═════ Texte de la page ═════

J’appartiens à une Union régionale, je suis à la commission exécutive, je suis d’ailleurs la seule femme. C’est une région qui a beaucoup mobilisé sur la réduction du temps de travail. Ceci dit, on a eu un mal fou à mobiliser pour la fameuse manifestation du 15 novembre du Collectif des droits des femmes sur la réduction du temps de travail. C’est resté une affaire que j’ai prise en charge avec la commission travailleuses. Je dirai, pour nuancer, qu’il est très difficile de mobiliser sur ce thème. Ça m’a vraiment choquée parce que je trouvais que c’était la manifestation idéale pour associer les revendications dites féministes et des revendications qui avaient des répercussions pour l’ensemble de la société.
Joëlle, Sud-Rail :
La situation des femmes dans l’organisation syndicale Sud-Rail est le reflet de la situation du rapport hommes/femmes dans l’entreprise. Il faut rappeler que la SNCF est marquée par une très forte dominante masculine - les femmes ne représentent qu’un peu plus de 10 % du personnel à statut. Ainsi, force est de constater que nous sommes peu d’adhérentes et de militantes à Sud-Rail.
Pour autant nous avons, dès notre congrès constitutif, tenu à marquer fermement notre refus de toute discrimination, qu’elle soit sexiste ou raciste. C’est donc sur ces bases claires que nous nous adressons aux salariées, qu’elles soient au cadre permanent de la SNCF, salariées contractuelles c’est à dire sans le statut de cheminote, mais également femmes travaillant dans les sociétés de sous-traitance et plus particulièrement dans les sociétés de nettoyage ferroviaire où les conditions de travail, tant pour les hommes que pour les femmes, relèvent d’atteintes quotidiennes au droit du travail.
Fabienne, SNEP-FSU :
Nous représentons les enseignants de l’éducation physique et la particularité de ce milieu c’est qu’il concerne 50 % d’hommes et 50 % de femmes et que la proportion est la même dans le syndicat. Ce syndicat a une priorité : la formation des jeunes et le renouvellement des cadres. La question c’est : à quelles conditions pourrons-nous offrir un syndicalisme de transformation sociale ; un syndicalisme qui permettra à chacun de trouver un enrichissement grâce au collectif ; un syndicalisme où chacun trouvera une gratification personnelle ; un syndicalisme dans lequel chacun pourra se situer. Il faut donc avoir le souci du pluralisme. Nous avons donc mis une grande priorité sur la formation syndicale des jeunes ou sur des thèmes plus précis. Nous avons des dossiers de plus en plus nombreux à traiter sur lesquels il faut des compétences si on veut gagner. Nous avons fait un état des lieux pour repérer combien de femmes étaient concernées dans les instances départementales, académiques et nationales et sur quelles fonctions elles apportaient leur contributions. Au niveau départemental, on retrouve à peu près un tiers des femmes sur la totalité des membres des bureaux départementaux ; sur les niveaux académiques et nationaux, un quart. Pour les tâches, elles sont souvent trésorières ou/et commissaires paritaires c’est-à-dire que les fonctions de représentation, les fonctions de négociations avec l’institution, ce sont le plus souvent les hommes qui les assument.

═════ Données ═════

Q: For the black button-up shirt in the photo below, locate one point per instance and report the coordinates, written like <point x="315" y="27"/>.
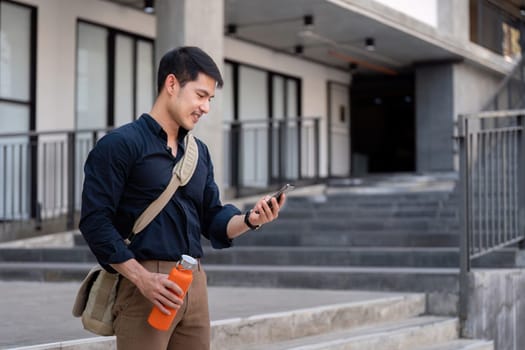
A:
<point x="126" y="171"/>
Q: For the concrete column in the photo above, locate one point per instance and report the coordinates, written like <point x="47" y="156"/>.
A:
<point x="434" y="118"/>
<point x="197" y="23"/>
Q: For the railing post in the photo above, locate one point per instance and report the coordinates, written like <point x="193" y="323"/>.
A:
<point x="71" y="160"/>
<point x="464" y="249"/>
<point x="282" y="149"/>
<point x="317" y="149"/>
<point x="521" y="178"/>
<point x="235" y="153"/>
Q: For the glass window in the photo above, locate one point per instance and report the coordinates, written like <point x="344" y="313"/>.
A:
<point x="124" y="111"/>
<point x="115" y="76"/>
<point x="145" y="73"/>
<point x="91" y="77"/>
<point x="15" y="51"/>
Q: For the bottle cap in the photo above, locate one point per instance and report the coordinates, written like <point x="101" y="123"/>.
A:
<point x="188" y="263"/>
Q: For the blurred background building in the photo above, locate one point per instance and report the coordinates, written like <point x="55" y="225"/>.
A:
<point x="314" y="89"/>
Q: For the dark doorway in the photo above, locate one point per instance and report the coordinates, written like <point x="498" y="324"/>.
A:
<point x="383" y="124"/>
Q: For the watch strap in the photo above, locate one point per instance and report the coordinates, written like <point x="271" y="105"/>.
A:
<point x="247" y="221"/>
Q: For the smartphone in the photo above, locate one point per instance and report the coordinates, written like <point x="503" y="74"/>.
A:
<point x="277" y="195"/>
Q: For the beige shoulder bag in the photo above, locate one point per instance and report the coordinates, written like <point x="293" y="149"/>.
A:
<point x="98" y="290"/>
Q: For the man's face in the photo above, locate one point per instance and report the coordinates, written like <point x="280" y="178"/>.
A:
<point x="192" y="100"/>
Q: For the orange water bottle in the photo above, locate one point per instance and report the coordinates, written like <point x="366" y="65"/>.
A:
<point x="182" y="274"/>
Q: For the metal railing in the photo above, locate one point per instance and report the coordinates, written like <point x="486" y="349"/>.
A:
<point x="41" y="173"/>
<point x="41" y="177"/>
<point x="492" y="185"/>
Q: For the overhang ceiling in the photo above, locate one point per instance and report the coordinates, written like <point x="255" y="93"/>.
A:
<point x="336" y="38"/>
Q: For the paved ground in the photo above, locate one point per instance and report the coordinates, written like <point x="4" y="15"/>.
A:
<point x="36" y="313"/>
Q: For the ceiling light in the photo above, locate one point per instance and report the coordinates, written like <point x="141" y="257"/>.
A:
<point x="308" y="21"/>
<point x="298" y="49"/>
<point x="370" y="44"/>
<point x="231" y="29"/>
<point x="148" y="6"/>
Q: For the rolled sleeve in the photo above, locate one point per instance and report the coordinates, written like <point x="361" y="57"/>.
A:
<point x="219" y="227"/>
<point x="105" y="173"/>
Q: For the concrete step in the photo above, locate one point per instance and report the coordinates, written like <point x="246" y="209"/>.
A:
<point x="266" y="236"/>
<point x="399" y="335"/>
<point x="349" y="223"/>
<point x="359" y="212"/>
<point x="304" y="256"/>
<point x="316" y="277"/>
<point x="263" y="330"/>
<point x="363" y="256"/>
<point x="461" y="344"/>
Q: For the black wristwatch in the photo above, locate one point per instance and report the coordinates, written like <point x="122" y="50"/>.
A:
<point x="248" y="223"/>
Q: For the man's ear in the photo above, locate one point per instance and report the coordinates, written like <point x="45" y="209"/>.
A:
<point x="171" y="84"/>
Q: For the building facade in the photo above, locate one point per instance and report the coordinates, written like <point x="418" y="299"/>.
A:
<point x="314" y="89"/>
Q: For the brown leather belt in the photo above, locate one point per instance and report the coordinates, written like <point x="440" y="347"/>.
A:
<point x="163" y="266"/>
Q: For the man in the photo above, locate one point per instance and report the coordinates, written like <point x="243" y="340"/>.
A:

═════
═════ Données ═════

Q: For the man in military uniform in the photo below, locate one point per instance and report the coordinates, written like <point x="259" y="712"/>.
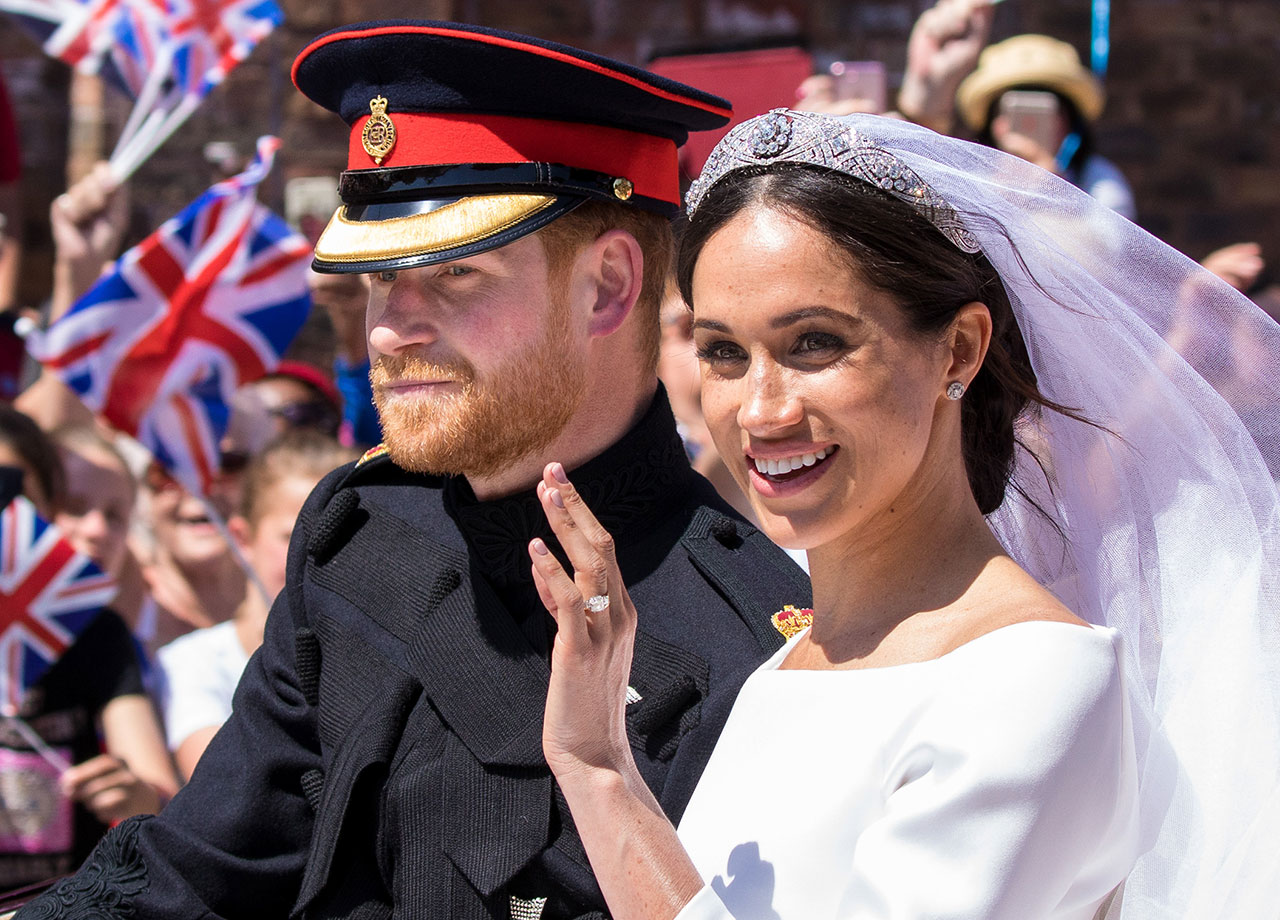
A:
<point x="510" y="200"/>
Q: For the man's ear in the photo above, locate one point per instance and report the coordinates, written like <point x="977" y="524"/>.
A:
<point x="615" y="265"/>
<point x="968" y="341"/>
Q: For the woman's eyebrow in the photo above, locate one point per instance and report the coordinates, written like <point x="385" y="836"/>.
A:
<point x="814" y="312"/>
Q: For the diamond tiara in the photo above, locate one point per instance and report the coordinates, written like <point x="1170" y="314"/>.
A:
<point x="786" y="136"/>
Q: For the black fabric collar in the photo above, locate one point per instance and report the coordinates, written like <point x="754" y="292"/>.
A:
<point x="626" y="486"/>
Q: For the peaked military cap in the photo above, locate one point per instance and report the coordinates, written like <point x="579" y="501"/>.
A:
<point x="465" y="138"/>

═════

* **Consignes**
1 - Selon le texte sur les femmes dans le syndicalisme, quelle part du personnel à statut de la SNCF les femmes représentent-elles ?
2 - Poursuivez le texte sur les femmes dans le syndicalisme au-delà de sa dernière phrase.

* **Réponses par consigne**
1 - Un peu plus de 10 %.

2 -
Pour terminer, je voudrais dire qu’on a un secteur femme au SNEPS qui fonctionne depuis très longtemps. Pour l’instant, la commission est mixte ; elle traite de problèmes spécifiques et généraux avec un éclairage masculin et féminin ; il y a un éclairage féminin à travailler à propos du métier de professeur d’éducation physique en tant que mères ou futures mères (problèmes des grossesses) et de la formation des filles futures professeures. Cette commission a par ailleurs écrit des textes qui ont été intégrés dans les textes de congrès.
Annick, Sud-PTT :
Dès sa création, Sud-PTT a inscrit dans ses textes fondateurs la reconnaissance de l’oppression spécifique des femmes, la nécessité de lutter contre et de veiller à ce que les femmes trouvent toute leur place dans leur organisation syndicale.
Malgré cet engagement de principe, le bilan est loin d’être globalement positif ! Le taux de féminisation de nos adhérents (33 %) est en dessous du taux de féminisation global de La Poste et de France Télécom (39%). A La Poste, le travail volontariste fait depuis quelques années en direction du personnel contractuel (des femmes à 85%) a permis que nous commencions à syndiquer ce personnel précaire et largement féminisé. A France Télécom, nous avons longtemps été implanté majoritairement dans les secteurs traditionnellement à dominante masculine (les services techniques) et nous avons encore du mal à nous implanter et à prendre en charge le secteur commercial, un secteur à personnel largement féminisé et qui subit aujourd’hui une aggravation de ses conditions de travail, du « stress »... et un bouleversement très important des horaires.
A Sud-PTT, nous pensons qu’il faut rendre visible la situation des femmes dans le syndicat. Pour cela, nous faisons des points réguliers, dans nos structures, nos publications, sur le taux de féminisation des adhérents, le nombre de femmes dans les structures, dans les réunions etc. Au niveau fédéral, nous avons aujourd’hui 35 % de femmes au Bureau fédéral et au Secrétariat fédéral. Il faut dire que nous avions mis en place, dès le premier congrès, des mesures statutaires en terme de places « réservées aux femmes » dans ces deux structures : 20 % au départ, puis une mesure de 33% au dernier congrès fédéral en 96. Une politique volontariste qui est beaucoup plus difficile à faire prendre en compte par les syndicats départementaux dont les structures sont peu féminisées (entre 15 et 20 % en moyenne).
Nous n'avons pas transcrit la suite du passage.